─── GIVEN INFORMATION
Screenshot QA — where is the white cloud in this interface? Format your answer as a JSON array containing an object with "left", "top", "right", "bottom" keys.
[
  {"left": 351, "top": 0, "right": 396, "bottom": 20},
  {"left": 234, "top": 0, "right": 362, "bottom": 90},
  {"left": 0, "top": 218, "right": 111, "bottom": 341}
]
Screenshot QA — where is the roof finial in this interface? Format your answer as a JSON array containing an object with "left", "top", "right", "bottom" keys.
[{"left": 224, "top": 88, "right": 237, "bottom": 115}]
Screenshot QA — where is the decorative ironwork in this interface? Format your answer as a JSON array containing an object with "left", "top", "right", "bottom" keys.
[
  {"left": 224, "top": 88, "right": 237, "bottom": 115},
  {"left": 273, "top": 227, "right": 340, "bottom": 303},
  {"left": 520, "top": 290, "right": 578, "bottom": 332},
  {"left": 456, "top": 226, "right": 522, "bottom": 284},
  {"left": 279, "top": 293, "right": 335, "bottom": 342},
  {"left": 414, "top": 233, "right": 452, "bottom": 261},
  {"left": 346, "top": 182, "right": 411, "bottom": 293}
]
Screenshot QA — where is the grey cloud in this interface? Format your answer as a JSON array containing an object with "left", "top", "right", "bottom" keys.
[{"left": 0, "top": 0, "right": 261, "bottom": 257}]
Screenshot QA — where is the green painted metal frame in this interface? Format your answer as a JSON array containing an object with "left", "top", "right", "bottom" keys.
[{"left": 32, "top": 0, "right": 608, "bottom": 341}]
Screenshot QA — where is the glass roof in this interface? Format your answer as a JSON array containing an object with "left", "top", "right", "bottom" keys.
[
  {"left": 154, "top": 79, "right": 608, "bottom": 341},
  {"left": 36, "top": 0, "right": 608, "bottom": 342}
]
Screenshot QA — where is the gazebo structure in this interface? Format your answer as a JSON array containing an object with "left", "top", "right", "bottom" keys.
──────
▸ TASK PROMPT: Rewrite every line of the listing above, changing "Screenshot QA" to "Visual QA" and leaving everything else as it is.

▸ FINAL ANSWER:
Visual QA — where is the white cloud in this interface? Format your answer as a JSON array containing an object with "left", "top", "right", "bottom" keys.
[
  {"left": 351, "top": 0, "right": 396, "bottom": 20},
  {"left": 234, "top": 0, "right": 362, "bottom": 90},
  {"left": 0, "top": 218, "right": 111, "bottom": 341}
]
Visual QA — where is the roof finial in this interface? Format your answer as a JSON array containing an object with "left", "top", "right", "bottom" keys.
[{"left": 224, "top": 88, "right": 237, "bottom": 115}]
Visual QA — where is the decorative ironwork in this interface? Format your answer as a JSON array containing an object with "left", "top", "right", "bottom" keys.
[
  {"left": 224, "top": 88, "right": 237, "bottom": 115},
  {"left": 273, "top": 227, "right": 340, "bottom": 303},
  {"left": 520, "top": 290, "right": 578, "bottom": 332},
  {"left": 456, "top": 226, "right": 522, "bottom": 284},
  {"left": 279, "top": 293, "right": 335, "bottom": 342},
  {"left": 414, "top": 233, "right": 452, "bottom": 261},
  {"left": 346, "top": 182, "right": 411, "bottom": 293}
]
Visual QA — where is the grey cloud in this interface? Format your answer as a JSON array containing an object with "left", "top", "right", "bottom" keys.
[{"left": 0, "top": 0, "right": 261, "bottom": 257}]
Visual QA — where is the green painted metal frame in this interface? Format your answer as a JSON array containing an object with "left", "top", "right", "bottom" keys.
[{"left": 32, "top": 0, "right": 608, "bottom": 341}]
Visual QA — where is the glass roof in this interface? Format your answer as a JSON array containing an object with "left", "top", "right", "bottom" keys.
[
  {"left": 154, "top": 79, "right": 608, "bottom": 341},
  {"left": 36, "top": 0, "right": 608, "bottom": 342}
]
Visual QA — where is the gazebo structure in this interface? Format your answer as a JSON array containing an object with "left", "top", "right", "bottom" keys.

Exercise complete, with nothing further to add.